Location identification records:
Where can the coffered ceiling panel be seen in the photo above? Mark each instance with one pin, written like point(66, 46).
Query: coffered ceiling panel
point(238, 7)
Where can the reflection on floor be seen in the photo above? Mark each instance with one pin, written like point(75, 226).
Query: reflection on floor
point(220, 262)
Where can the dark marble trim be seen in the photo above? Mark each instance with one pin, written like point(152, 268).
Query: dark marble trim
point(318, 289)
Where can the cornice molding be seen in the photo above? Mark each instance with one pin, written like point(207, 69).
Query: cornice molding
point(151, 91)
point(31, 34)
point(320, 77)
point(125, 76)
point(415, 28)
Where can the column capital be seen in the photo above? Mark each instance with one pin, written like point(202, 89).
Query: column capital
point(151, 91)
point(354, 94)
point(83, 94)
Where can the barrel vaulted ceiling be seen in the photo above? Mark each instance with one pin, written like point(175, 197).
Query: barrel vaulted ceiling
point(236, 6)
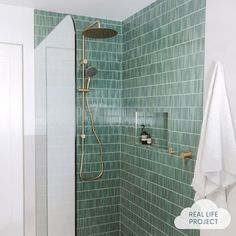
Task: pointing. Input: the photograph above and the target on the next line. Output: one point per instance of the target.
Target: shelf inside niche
(156, 124)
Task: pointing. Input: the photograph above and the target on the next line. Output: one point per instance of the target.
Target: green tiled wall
(98, 203)
(163, 58)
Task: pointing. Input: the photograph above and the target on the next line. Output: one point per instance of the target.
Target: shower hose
(82, 177)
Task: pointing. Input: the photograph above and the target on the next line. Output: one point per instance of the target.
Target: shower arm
(97, 22)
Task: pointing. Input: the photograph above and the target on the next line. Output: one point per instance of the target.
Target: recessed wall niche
(155, 124)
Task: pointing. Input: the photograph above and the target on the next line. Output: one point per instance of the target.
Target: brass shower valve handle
(83, 90)
(186, 155)
(171, 151)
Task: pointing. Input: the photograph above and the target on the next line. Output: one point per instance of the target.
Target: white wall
(17, 27)
(221, 45)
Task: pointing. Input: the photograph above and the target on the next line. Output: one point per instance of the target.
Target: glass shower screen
(55, 132)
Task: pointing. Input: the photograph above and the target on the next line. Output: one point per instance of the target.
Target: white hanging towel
(215, 168)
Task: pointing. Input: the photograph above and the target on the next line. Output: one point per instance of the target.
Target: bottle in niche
(149, 140)
(144, 135)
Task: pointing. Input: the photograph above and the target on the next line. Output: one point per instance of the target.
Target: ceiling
(107, 9)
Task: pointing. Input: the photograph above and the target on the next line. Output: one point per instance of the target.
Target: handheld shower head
(91, 71)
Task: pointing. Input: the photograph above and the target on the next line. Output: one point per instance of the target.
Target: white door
(11, 141)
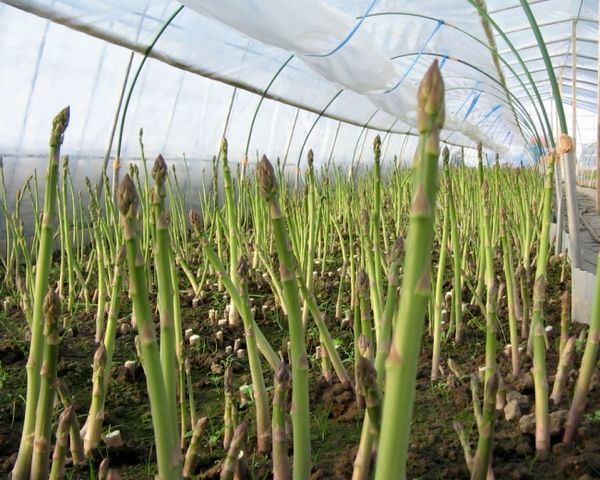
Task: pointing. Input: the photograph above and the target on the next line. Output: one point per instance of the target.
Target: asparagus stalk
(167, 445)
(235, 448)
(281, 462)
(41, 445)
(540, 378)
(588, 363)
(437, 314)
(163, 262)
(401, 364)
(57, 471)
(42, 273)
(287, 264)
(192, 455)
(562, 371)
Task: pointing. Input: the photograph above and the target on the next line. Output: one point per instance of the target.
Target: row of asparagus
(489, 226)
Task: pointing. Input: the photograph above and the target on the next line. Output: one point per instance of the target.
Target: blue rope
(472, 106)
(492, 110)
(493, 123)
(350, 35)
(467, 98)
(443, 62)
(416, 59)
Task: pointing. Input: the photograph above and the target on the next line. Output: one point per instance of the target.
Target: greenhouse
(303, 239)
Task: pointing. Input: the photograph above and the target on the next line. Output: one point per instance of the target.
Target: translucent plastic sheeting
(355, 61)
(586, 165)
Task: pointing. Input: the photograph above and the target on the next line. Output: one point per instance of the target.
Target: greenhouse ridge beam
(80, 26)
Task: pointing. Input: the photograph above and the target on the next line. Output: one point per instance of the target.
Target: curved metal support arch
(139, 70)
(315, 124)
(522, 112)
(362, 130)
(464, 62)
(483, 13)
(262, 97)
(477, 40)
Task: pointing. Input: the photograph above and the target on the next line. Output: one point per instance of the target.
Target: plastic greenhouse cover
(357, 62)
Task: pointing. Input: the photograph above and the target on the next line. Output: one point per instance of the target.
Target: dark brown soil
(336, 421)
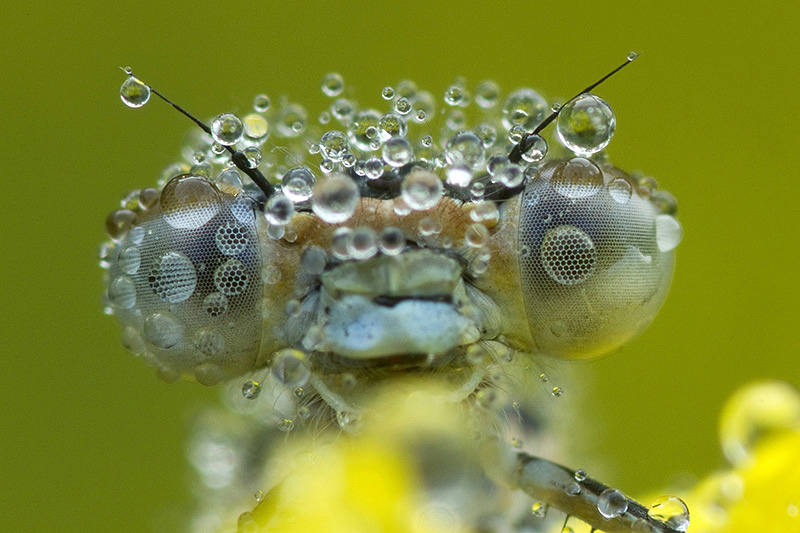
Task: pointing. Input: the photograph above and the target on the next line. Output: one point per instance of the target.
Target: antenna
(237, 156)
(524, 144)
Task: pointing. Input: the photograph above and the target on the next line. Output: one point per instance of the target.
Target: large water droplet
(577, 178)
(586, 124)
(422, 190)
(134, 92)
(668, 232)
(671, 511)
(612, 503)
(189, 202)
(335, 198)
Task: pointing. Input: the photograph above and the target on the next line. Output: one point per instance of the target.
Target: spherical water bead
(298, 184)
(754, 412)
(391, 241)
(364, 123)
(279, 210)
(334, 145)
(189, 202)
(671, 511)
(586, 124)
(289, 366)
(227, 129)
(421, 190)
(122, 292)
(536, 149)
(577, 178)
(373, 168)
(525, 108)
(256, 127)
(251, 390)
(464, 148)
(391, 125)
(459, 175)
(397, 152)
(335, 198)
(363, 243)
(612, 503)
(332, 84)
(261, 103)
(668, 232)
(620, 190)
(134, 92)
(487, 94)
(163, 330)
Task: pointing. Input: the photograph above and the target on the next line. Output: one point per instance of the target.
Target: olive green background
(91, 441)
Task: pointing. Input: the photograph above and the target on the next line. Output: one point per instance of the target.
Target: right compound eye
(596, 258)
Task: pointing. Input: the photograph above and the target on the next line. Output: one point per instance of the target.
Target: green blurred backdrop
(93, 442)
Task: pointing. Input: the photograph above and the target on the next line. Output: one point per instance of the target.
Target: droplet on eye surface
(134, 92)
(189, 202)
(586, 124)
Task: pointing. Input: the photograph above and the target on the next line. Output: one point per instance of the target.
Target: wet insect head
(308, 263)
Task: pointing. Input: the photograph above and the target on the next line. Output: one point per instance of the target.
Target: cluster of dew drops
(281, 140)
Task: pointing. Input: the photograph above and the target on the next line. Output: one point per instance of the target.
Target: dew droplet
(332, 84)
(671, 511)
(586, 124)
(189, 202)
(289, 367)
(227, 129)
(422, 190)
(668, 232)
(577, 178)
(335, 198)
(163, 330)
(612, 503)
(134, 92)
(251, 389)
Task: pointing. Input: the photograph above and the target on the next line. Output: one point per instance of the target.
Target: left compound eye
(184, 280)
(596, 258)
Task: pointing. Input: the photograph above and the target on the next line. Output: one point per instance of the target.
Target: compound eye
(184, 281)
(595, 258)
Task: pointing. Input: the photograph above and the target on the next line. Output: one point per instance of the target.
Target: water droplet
(363, 243)
(668, 232)
(612, 503)
(524, 108)
(298, 184)
(251, 389)
(421, 190)
(671, 511)
(261, 103)
(487, 94)
(189, 202)
(227, 129)
(134, 92)
(334, 145)
(391, 241)
(289, 367)
(279, 210)
(568, 255)
(464, 148)
(586, 124)
(397, 152)
(335, 198)
(537, 148)
(620, 190)
(577, 178)
(163, 330)
(122, 292)
(230, 277)
(332, 84)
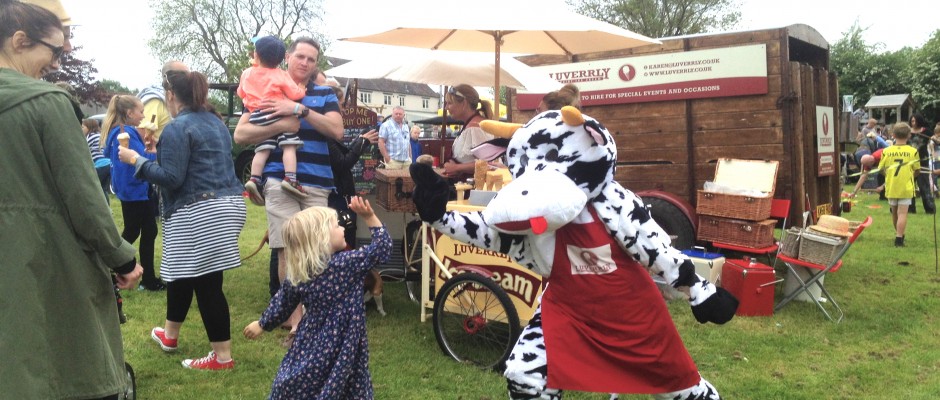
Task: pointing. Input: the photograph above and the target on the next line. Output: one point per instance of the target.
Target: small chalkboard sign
(357, 121)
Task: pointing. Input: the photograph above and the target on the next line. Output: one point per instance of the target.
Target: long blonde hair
(307, 243)
(117, 113)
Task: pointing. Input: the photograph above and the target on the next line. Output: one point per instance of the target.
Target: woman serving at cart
(464, 103)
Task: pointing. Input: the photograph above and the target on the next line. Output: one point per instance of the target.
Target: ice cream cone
(124, 139)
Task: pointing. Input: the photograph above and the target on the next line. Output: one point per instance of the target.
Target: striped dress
(202, 238)
(94, 147)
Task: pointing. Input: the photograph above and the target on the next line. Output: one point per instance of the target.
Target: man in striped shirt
(319, 120)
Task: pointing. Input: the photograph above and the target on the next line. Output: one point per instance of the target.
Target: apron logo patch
(592, 261)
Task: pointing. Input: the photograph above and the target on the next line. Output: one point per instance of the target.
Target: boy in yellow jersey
(899, 164)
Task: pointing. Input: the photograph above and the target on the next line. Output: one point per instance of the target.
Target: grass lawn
(886, 348)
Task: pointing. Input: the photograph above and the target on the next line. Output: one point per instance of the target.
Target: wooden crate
(744, 174)
(753, 234)
(819, 248)
(393, 189)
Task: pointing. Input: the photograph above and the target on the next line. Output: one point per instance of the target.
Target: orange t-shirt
(260, 83)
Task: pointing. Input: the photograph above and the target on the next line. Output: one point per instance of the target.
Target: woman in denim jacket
(203, 213)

Exercise goal:
Recast the records above as a numbered list, covering only the lines from the line with "Where can the dark" to the line with "point(415, 28)", both included, and leaving out blank lines.

Solution below:
1. Where can the dark marble trim be seen in the photo above? Mark each instance with one pin, written like point(152, 268).
2. Query: dark marble trim
3. point(318, 289)
4. Where can the cornice molding be seen in the photo above? Mark each instance with one pin, written like point(207, 69).
5. Query: cornice molding
6. point(151, 91)
7. point(31, 34)
8. point(320, 77)
9. point(125, 76)
10. point(415, 28)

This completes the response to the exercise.